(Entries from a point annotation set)
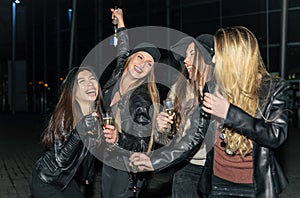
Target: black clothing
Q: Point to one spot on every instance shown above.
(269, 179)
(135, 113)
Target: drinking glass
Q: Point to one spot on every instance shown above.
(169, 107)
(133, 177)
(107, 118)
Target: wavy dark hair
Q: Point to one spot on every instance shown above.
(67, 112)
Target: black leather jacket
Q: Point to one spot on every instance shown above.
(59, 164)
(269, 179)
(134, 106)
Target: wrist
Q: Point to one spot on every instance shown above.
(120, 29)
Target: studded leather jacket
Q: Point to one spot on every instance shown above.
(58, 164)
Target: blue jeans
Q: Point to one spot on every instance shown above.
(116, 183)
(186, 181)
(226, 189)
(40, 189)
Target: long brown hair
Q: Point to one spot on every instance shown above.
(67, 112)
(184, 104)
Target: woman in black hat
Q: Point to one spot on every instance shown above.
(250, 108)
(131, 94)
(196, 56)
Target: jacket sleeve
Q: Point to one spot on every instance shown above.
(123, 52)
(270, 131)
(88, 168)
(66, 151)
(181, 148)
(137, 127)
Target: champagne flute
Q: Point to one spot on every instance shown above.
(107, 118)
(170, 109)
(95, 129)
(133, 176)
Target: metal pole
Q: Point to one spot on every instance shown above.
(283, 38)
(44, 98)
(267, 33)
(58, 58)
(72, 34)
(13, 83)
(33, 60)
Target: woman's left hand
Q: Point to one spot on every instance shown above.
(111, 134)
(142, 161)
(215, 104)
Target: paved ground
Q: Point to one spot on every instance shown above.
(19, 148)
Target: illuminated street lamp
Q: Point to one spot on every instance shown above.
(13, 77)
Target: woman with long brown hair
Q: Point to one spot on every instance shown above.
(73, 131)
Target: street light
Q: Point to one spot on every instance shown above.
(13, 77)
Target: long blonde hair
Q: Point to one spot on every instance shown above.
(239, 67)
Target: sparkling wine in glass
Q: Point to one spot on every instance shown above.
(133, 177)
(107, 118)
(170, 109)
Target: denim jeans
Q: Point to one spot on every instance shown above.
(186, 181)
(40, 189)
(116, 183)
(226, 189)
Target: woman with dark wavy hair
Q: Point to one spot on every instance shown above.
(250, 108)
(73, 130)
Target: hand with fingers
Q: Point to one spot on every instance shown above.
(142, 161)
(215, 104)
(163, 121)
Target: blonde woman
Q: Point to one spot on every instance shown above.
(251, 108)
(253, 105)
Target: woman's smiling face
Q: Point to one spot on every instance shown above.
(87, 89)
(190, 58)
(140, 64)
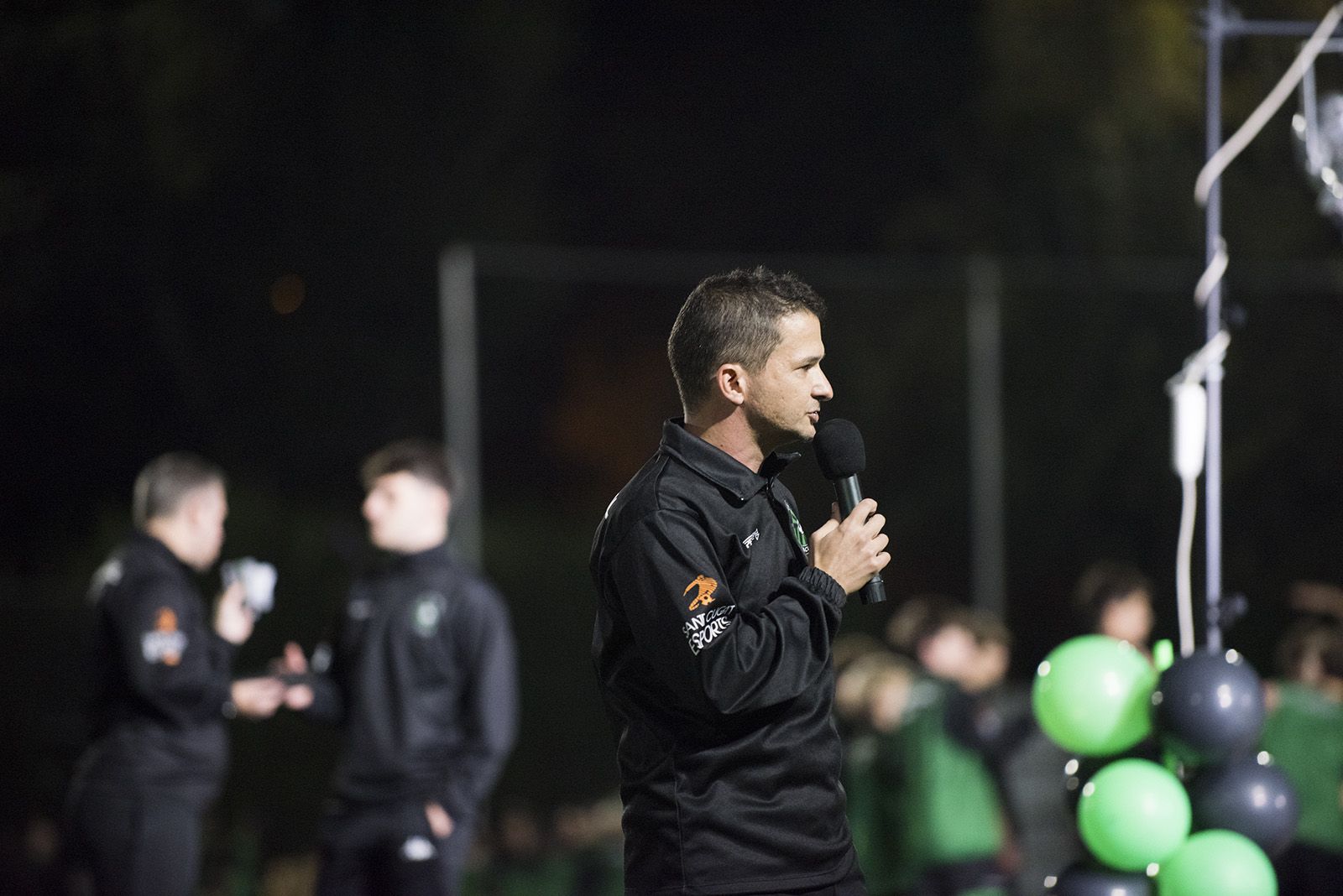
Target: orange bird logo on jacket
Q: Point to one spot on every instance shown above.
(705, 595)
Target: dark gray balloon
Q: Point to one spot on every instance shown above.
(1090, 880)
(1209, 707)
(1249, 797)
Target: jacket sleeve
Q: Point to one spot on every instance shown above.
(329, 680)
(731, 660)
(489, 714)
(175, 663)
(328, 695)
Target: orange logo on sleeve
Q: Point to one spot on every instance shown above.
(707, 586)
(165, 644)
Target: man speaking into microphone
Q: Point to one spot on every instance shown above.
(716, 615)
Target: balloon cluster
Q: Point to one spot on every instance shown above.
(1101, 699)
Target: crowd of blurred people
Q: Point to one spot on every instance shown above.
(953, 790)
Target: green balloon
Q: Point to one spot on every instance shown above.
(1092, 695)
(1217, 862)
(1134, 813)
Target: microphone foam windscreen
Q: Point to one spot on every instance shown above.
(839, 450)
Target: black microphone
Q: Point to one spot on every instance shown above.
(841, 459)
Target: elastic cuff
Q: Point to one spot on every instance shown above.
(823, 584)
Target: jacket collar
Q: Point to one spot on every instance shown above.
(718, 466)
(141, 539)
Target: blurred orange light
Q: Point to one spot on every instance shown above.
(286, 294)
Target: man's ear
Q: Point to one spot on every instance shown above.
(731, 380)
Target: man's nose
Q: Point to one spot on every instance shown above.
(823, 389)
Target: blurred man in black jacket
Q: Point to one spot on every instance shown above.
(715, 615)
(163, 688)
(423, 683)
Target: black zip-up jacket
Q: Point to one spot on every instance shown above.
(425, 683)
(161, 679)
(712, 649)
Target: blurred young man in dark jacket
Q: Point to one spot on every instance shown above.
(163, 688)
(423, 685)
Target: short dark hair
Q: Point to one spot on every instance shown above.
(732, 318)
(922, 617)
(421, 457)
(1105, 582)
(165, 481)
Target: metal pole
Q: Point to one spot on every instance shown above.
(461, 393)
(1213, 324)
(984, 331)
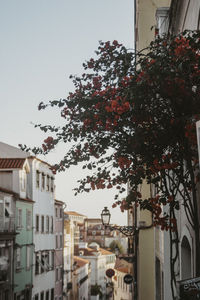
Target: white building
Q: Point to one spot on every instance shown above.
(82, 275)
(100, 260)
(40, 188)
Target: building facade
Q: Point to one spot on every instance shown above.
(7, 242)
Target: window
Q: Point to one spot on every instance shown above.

**DIRECTION**
Repeat the rows starting at the line that contains "Target: man speaking into microphone" and ending with the line that contains "(1134, 813)", keeping both of those lines.

**ANSWER IN FULL**
Target: man speaking into microphone
Q: Point to one spot on every instance shown above.
(716, 615)
Target: balloon cluster
Q: Point to one spot on every instance shown above.
(1101, 699)
Target: crowd of blurred people
Q: Point to one spot on every instance shown above.
(953, 790)
Target: green balloon
Q: Point to one spot on every instance shown above.
(1092, 695)
(1217, 862)
(1134, 813)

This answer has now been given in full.